SET EXERCISE: Find every line below that contains the string "front", and copy each of those lines.

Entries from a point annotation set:
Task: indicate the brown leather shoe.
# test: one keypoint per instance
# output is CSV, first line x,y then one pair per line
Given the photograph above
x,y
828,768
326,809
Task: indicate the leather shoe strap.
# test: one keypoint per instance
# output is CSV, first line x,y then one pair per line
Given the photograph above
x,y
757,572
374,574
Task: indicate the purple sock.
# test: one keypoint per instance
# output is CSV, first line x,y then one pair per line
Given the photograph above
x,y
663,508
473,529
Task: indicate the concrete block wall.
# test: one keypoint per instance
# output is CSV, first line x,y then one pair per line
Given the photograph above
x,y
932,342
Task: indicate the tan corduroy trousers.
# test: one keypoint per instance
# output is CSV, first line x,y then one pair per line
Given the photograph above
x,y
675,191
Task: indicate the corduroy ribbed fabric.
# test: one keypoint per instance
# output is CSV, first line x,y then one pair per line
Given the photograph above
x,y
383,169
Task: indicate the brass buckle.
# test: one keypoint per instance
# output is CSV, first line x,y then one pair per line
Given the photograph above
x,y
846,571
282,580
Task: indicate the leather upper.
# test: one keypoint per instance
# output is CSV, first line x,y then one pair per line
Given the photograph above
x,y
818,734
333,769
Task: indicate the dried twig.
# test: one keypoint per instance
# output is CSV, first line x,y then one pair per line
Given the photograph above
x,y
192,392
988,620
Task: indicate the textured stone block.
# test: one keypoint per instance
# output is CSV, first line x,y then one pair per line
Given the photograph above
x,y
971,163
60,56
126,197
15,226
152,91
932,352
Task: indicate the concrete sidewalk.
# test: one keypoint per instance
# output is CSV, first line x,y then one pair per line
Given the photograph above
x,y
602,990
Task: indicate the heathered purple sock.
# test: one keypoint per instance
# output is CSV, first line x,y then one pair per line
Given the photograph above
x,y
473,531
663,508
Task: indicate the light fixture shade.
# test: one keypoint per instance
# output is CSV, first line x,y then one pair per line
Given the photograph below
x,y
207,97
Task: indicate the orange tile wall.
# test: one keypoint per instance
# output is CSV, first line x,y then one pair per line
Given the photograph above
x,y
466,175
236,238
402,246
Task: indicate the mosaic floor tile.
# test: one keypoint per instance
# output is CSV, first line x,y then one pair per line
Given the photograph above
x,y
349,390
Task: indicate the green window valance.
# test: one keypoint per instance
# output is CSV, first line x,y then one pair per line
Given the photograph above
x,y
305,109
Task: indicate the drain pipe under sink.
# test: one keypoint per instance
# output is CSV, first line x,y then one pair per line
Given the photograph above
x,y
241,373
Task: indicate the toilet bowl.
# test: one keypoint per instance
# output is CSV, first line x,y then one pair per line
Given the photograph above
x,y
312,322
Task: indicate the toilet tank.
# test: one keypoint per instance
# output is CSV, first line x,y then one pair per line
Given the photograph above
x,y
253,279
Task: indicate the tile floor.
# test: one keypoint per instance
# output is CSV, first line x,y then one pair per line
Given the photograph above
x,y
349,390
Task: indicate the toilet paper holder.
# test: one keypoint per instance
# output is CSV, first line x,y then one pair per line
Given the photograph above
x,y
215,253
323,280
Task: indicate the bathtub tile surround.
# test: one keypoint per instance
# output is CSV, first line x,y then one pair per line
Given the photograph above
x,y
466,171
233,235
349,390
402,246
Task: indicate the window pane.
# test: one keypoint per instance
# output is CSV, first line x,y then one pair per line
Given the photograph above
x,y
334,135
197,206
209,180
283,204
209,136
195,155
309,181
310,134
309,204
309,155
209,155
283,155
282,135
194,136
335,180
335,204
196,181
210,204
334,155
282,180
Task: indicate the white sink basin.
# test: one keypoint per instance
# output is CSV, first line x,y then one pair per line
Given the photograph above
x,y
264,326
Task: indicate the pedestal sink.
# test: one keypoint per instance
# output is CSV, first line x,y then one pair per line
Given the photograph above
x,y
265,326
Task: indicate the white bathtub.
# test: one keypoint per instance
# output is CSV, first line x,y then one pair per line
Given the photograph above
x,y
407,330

--

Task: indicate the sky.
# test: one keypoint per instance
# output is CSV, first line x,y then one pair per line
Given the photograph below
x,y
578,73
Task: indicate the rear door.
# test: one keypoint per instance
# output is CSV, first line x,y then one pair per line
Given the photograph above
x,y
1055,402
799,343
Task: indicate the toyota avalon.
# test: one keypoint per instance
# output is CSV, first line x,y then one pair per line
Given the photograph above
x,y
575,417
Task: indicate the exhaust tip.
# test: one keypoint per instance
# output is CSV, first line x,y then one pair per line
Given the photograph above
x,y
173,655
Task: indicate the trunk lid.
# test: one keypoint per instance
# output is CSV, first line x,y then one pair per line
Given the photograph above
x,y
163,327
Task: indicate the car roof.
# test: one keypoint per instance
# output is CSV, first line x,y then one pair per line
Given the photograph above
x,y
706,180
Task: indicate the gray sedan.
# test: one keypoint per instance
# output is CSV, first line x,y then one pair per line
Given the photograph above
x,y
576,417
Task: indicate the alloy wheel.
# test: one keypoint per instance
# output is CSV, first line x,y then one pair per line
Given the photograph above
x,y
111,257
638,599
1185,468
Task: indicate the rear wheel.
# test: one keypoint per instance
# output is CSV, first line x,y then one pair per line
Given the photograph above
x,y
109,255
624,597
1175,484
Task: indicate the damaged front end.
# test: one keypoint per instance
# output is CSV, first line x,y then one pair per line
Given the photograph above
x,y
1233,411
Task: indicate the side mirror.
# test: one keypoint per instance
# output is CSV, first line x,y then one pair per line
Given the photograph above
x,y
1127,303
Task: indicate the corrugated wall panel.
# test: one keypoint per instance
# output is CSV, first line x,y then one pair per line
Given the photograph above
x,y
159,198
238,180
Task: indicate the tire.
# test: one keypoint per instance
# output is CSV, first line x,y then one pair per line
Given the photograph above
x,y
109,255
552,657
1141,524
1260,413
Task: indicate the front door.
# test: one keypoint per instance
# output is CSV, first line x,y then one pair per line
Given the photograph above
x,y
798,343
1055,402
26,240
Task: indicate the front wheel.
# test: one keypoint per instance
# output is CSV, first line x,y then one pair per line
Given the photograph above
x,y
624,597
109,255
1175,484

ANSWER TO THIS EXERCISE:
Task: indicate the damaged front end.
Task: indicate the front door.
Task: indicate the front wheel.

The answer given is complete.